TO DO
Reproduce each line of the entries below character for character.

— start GIVEN INFORMATION —

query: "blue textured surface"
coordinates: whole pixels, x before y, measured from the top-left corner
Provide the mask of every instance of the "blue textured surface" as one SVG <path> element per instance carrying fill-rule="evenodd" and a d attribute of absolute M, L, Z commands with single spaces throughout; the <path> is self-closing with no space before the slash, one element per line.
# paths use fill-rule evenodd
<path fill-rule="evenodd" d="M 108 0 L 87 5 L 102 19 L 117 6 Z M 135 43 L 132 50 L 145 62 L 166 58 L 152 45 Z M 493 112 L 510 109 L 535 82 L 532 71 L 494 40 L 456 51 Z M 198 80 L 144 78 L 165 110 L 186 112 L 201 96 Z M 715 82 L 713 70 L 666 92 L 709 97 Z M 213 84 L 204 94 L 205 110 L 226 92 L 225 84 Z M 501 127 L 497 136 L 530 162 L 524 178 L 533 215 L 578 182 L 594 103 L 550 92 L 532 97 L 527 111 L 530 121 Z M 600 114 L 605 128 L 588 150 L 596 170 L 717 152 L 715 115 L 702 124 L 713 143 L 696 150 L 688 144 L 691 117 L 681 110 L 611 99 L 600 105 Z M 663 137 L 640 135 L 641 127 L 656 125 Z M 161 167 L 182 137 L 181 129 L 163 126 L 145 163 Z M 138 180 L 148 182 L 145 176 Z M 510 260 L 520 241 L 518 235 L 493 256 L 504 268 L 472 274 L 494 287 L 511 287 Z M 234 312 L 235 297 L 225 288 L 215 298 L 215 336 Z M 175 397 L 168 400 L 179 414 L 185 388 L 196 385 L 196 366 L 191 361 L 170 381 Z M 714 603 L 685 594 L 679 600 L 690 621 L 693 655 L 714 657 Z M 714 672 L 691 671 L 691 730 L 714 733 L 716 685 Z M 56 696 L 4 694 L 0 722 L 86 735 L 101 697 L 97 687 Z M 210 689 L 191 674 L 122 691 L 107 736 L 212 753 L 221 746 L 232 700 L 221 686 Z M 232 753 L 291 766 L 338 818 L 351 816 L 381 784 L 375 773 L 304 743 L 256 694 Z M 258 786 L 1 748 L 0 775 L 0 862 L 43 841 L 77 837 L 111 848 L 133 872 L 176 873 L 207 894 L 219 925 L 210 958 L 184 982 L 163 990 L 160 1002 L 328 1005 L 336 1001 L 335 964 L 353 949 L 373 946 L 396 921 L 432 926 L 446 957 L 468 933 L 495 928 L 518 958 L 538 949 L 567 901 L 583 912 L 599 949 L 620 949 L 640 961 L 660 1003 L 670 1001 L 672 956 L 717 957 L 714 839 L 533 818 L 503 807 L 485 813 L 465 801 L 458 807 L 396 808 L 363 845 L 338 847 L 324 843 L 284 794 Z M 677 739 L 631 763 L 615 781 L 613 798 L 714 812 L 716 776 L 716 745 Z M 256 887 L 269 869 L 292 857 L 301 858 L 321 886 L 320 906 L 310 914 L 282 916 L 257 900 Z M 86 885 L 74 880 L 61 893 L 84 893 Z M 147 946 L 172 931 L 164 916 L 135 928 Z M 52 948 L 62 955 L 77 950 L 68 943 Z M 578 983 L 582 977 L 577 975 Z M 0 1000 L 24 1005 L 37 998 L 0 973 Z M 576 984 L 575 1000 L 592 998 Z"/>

— end GIVEN INFORMATION —

WRITTEN REPLY
query: "blue textured surface"
coordinates: whole pixels, x before y, measured from the top-left corner
Provide the mask of every instance of the "blue textured surface" as one SVG <path> element per instance carrying fill-rule="evenodd" and a d attribute of absolute M, L, Z commands with single spaces throughout; the <path> is self-closing with no space before the slash, one element per line.
# paths use fill-rule evenodd
<path fill-rule="evenodd" d="M 108 0 L 87 5 L 102 19 L 117 6 Z M 135 43 L 132 50 L 145 62 L 166 58 L 152 45 Z M 493 112 L 510 109 L 535 82 L 532 71 L 494 40 L 456 51 Z M 198 80 L 144 78 L 165 110 L 186 112 L 201 96 Z M 715 82 L 713 70 L 666 92 L 709 97 Z M 213 84 L 204 94 L 205 110 L 226 92 L 225 84 Z M 501 127 L 497 136 L 530 162 L 524 178 L 533 215 L 578 182 L 594 103 L 550 92 L 532 97 L 527 111 L 530 121 Z M 600 114 L 605 128 L 588 150 L 596 170 L 717 152 L 715 115 L 702 124 L 713 143 L 696 150 L 688 144 L 691 117 L 681 110 L 611 99 L 600 105 Z M 663 137 L 640 135 L 641 127 L 656 125 Z M 161 167 L 182 137 L 181 129 L 163 126 L 145 163 Z M 138 180 L 148 182 L 145 176 Z M 510 260 L 520 241 L 518 235 L 493 256 L 504 268 L 472 274 L 494 287 L 511 287 Z M 234 312 L 235 297 L 225 288 L 215 298 L 215 336 Z M 175 397 L 168 400 L 179 414 L 185 388 L 196 385 L 196 366 L 191 361 L 170 381 Z M 714 603 L 685 594 L 679 600 L 690 621 L 693 655 L 714 657 Z M 714 672 L 691 671 L 691 730 L 714 733 L 716 685 Z M 56 696 L 4 694 L 0 722 L 86 735 L 101 697 L 97 687 Z M 210 689 L 191 674 L 122 691 L 107 736 L 212 753 L 221 746 L 232 700 L 221 686 Z M 232 753 L 291 766 L 338 818 L 351 816 L 381 784 L 375 773 L 304 743 L 256 694 Z M 258 786 L 1 748 L 0 775 L 0 862 L 43 841 L 77 837 L 111 848 L 133 872 L 176 873 L 207 894 L 219 925 L 210 958 L 184 982 L 163 990 L 160 1002 L 328 1005 L 336 1001 L 335 964 L 353 949 L 373 946 L 396 921 L 432 926 L 446 957 L 468 933 L 495 928 L 518 958 L 538 949 L 567 901 L 583 912 L 599 949 L 620 949 L 640 961 L 660 1003 L 670 1001 L 672 956 L 717 957 L 714 839 L 533 818 L 503 807 L 485 813 L 465 801 L 458 807 L 396 808 L 363 845 L 338 847 L 324 843 L 284 794 Z M 677 739 L 631 763 L 615 781 L 613 798 L 714 812 L 716 776 L 716 745 Z M 256 887 L 269 869 L 292 857 L 301 858 L 321 886 L 320 906 L 310 914 L 282 916 L 257 900 Z M 86 885 L 74 880 L 61 893 L 84 893 Z M 147 946 L 172 931 L 164 916 L 135 928 Z M 52 948 L 62 955 L 77 950 L 68 943 Z M 578 983 L 582 977 L 577 975 Z M 0 1000 L 24 1005 L 37 998 L 0 973 Z M 576 984 L 575 1000 L 592 998 Z"/>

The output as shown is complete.